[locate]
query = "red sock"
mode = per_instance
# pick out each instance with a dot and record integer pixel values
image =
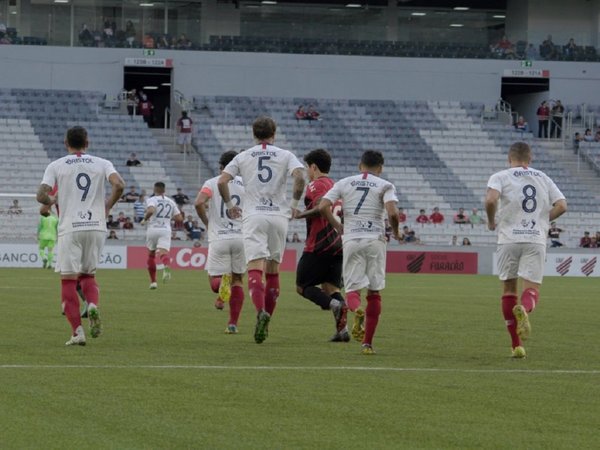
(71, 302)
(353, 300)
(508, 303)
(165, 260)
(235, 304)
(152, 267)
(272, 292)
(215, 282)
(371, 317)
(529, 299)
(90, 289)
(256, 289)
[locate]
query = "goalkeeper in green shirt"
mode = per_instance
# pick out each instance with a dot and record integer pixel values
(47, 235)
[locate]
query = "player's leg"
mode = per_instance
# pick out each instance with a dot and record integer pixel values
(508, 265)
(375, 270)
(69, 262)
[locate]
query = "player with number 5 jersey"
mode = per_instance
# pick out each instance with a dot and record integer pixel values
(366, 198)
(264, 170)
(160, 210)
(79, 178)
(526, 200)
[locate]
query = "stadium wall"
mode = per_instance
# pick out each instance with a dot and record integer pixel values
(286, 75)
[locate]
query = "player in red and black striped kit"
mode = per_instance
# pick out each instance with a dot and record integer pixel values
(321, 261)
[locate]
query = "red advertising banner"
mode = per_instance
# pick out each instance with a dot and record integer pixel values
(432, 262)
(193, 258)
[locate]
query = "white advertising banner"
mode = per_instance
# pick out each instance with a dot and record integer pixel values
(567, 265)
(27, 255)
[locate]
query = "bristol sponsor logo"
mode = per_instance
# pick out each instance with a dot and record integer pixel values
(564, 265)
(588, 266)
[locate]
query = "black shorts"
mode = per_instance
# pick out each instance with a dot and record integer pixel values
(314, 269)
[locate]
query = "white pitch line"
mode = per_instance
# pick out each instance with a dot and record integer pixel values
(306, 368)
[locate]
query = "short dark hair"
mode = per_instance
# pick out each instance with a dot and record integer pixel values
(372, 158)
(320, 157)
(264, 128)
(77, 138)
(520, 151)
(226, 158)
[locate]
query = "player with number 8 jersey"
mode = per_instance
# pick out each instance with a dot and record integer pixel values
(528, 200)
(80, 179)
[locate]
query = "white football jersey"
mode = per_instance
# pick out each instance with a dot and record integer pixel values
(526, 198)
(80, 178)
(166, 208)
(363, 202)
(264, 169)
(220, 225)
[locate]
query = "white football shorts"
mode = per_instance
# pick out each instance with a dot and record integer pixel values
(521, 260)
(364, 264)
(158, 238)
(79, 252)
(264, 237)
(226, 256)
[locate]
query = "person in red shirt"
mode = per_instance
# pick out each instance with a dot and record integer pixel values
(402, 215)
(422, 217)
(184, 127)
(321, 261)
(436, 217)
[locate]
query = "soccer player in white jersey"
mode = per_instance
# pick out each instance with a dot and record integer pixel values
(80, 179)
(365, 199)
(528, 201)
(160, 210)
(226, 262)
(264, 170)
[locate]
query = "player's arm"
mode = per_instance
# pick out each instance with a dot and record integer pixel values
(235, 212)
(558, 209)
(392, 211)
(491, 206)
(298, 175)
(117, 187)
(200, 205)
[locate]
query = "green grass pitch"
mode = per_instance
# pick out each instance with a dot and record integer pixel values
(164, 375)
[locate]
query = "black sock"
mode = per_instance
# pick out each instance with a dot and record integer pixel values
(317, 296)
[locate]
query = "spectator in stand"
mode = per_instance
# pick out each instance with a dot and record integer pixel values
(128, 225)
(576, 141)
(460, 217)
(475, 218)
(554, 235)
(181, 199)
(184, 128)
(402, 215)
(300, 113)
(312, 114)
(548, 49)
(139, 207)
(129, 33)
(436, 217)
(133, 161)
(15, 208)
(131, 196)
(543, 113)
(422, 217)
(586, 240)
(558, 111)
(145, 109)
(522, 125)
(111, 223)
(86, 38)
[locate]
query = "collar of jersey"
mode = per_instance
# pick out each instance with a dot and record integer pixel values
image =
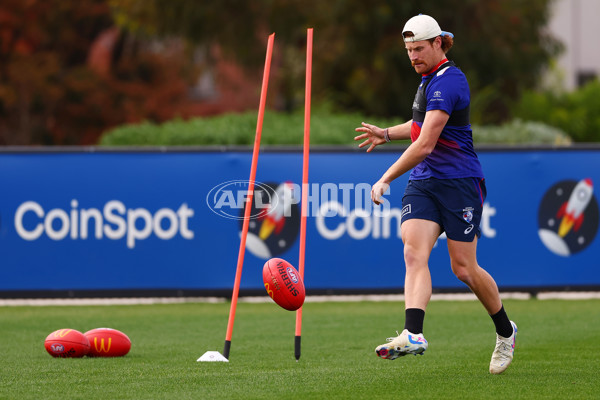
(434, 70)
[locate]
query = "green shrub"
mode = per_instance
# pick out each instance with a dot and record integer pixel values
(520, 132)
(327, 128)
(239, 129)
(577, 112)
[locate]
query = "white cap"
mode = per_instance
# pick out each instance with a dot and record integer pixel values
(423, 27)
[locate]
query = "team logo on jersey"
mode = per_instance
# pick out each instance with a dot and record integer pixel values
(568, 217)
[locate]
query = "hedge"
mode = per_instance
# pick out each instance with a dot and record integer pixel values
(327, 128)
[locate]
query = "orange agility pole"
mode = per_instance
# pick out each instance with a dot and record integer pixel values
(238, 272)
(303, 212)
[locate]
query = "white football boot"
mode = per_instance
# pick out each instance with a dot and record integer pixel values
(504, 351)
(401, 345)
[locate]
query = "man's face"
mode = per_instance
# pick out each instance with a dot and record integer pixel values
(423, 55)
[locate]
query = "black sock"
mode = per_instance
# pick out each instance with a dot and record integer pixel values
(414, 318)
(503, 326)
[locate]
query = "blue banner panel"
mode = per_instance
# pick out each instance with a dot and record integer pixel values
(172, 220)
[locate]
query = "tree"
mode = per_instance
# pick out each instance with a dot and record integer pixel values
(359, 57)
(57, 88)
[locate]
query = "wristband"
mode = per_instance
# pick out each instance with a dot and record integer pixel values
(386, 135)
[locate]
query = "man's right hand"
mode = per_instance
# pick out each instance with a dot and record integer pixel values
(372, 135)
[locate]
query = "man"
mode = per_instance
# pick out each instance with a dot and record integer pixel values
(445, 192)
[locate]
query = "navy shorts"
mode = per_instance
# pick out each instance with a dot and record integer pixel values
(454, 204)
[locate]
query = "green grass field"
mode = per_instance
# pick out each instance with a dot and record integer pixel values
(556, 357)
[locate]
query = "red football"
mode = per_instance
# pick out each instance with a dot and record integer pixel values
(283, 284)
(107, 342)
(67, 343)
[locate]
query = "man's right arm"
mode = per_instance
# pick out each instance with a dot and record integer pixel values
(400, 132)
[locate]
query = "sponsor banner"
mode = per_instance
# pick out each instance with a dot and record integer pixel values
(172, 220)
━━━
WHAT IS EXPECTED -
Transcribe each line above verbatim, with the pictures left out.

ANSWER TO THE TASK -
[locate]
query = "red sock"
mode = per_instance
# pick out each instance with a dot and record integer pixel values
image =
(71, 302)
(353, 300)
(508, 303)
(165, 260)
(235, 304)
(152, 267)
(272, 292)
(215, 282)
(371, 317)
(529, 299)
(90, 289)
(256, 289)
[locate]
query = "goalkeeper in green shirt"
mode = per_instance
# pick out each instance with a dot and record integer pixel values
(47, 235)
[locate]
query = "player's leg"
mode = per_instance
# pick out each instance with a dot and record integer pixel values
(508, 265)
(375, 270)
(69, 262)
[locate]
query = "player with number 5 jersey"
mode = per_instance
# pick out each instance with a dot and record integer pixel values
(366, 198)
(264, 170)
(160, 210)
(79, 178)
(526, 200)
[locate]
query = "stadium wall"
mode = per_instance
# pick out each instance with a dot and record integer pixel values
(286, 75)
[locate]
query = "player in red and black striped kit"
mode = per_instance
# pick out each instance with a dot and record integer pixel values
(321, 261)
[locate]
query = "red advertising banner"
mode = per_instance
# pick out each instance with a dot and record integer pixel values
(432, 262)
(193, 258)
[locate]
query = "white advertising banner"
mode = per_instance
# pick out each instance with a dot and record integer pixel values
(567, 265)
(27, 255)
[locate]
query = "bristol sponsor logo"
mode = per_instance
# pick out each instance with a dot and record integer pixel values
(564, 265)
(588, 266)
[locate]
query = "black shorts"
mode = per_instance
# pick out each instance with a dot and record integer pixel values
(314, 269)
[locate]
query = "white pitch line"
mode = per_instance
# pick out each instance with a dot and record integer pixel values
(306, 368)
[locate]
query = "short dark hair"
mode = per_instance
# pick out each instance with a dot and record integer pixel values
(372, 158)
(320, 157)
(264, 128)
(77, 138)
(520, 151)
(226, 158)
[locate]
query = "player with number 8 jersey"
mode = per_instance
# pick out each instance with a dot and record integer pixel values
(528, 200)
(80, 179)
[locate]
query = "white football jersey"
mode = per_instance
# pick out each instance with a dot and record integer pixel values
(526, 198)
(80, 178)
(166, 208)
(363, 202)
(264, 169)
(220, 225)
[locate]
query = "white football shorts"
mode = per_instance
# pick out each instance with a dot and record integer pixel values
(521, 260)
(364, 264)
(158, 238)
(79, 252)
(264, 237)
(226, 256)
[locate]
query = "person in red shirt"
mode = per_instance
# pick out each instance with a dot and record integer pixel values
(402, 215)
(422, 217)
(184, 127)
(321, 261)
(436, 217)
[locate]
query = "soccer player in white jersey"
mode = per_instance
# pick out each instance with a dot and record integer pixel values
(80, 179)
(365, 199)
(528, 201)
(160, 210)
(226, 262)
(264, 170)
[locate]
query = "player's arm"
mode = per_instance
# pick out each instance with a dot and record integer pixel values
(235, 212)
(558, 209)
(392, 211)
(491, 206)
(298, 175)
(117, 187)
(200, 205)
[locate]
query = "green grass pitch"
mode = per_instance
# pick out each instance with a dot and record integer pixel values
(164, 375)
[locate]
query = "black sock"
mode = per_instance
# pick out each instance with a dot and record integer pixel values
(317, 296)
[locate]
query = "spectator in stand"
mode = per_instance
# pick out each instance with a dot and record integer pixel values
(128, 225)
(576, 141)
(460, 217)
(475, 218)
(554, 235)
(181, 199)
(184, 128)
(402, 215)
(300, 113)
(312, 114)
(548, 49)
(139, 207)
(129, 33)
(436, 217)
(133, 161)
(15, 208)
(131, 196)
(543, 113)
(422, 217)
(586, 240)
(558, 111)
(145, 109)
(522, 125)
(111, 223)
(86, 38)
[locate]
query = "collar of jersey"
mode = per_instance
# pick out each instance with a dot and record integer pixel values
image =
(434, 70)
[locate]
query = "green shrub"
mode = per_instance
# pick out each instance with a dot and record integer pixel values
(520, 132)
(327, 128)
(239, 129)
(577, 112)
[locate]
query = "white cap"
mode = per_instance
# pick out each instance with a dot and record integer pixel values
(423, 27)
[locate]
query = "team logo on jersey"
mode = per_instance
# pick out each instance with a dot and record integer pixel values
(568, 217)
[locate]
query = "hedge"
mode = per_instance
# pick out each instance with a dot and record integer pixel values
(327, 128)
[locate]
query = "orange agility pole"
mode = per_instance
# pick out each instance with a dot and record integer pixel values
(238, 272)
(303, 212)
[locate]
query = "white football boot"
mode = per_instance
# pick out each instance with a dot and record integer pixel values
(504, 351)
(401, 345)
[locate]
query = "man's face"
mode = per_instance
# pick out each instance with a dot and record integer pixel values
(423, 55)
[locate]
query = "black sock"
mode = per_instance
# pick out each instance with a dot and record integer pixel values
(414, 318)
(503, 326)
[locate]
query = "blue banner panel"
mode = per_instance
# pick out each instance with a dot and record integer pixel values
(172, 220)
[locate]
query = "tree"
mode = per_instance
# pick out each instance with a dot and record integer pixel values
(359, 57)
(57, 88)
[locate]
query = "wristband"
mode = per_instance
# pick out each instance with a dot and record integer pixel values
(386, 135)
[locate]
query = "man's right hand"
mode = per_instance
# pick out each instance with a dot and record integer pixel values
(372, 135)
[locate]
query = "man"
mode = per_instance
# pick out each instance with a dot and record integer pixel values
(445, 192)
[locate]
query = "navy shorts"
mode = per_instance
# pick out each instance with a dot and record integer pixel values
(454, 204)
[locate]
query = "green grass field"
mode = per_instance
# pick out each instance with a dot and record integer pixel values
(556, 357)
[locate]
query = "red football"
mode = per_instance
# pick out each instance with a dot and record integer pixel values
(283, 284)
(107, 342)
(67, 343)
[locate]
query = "man's right arm"
mode = per_instance
# pick out each instance with a dot and record integer pixel values
(400, 132)
[locate]
query = "sponsor banner"
mode = per_instance
# pick out each instance with a dot and record integer pixel values
(172, 220)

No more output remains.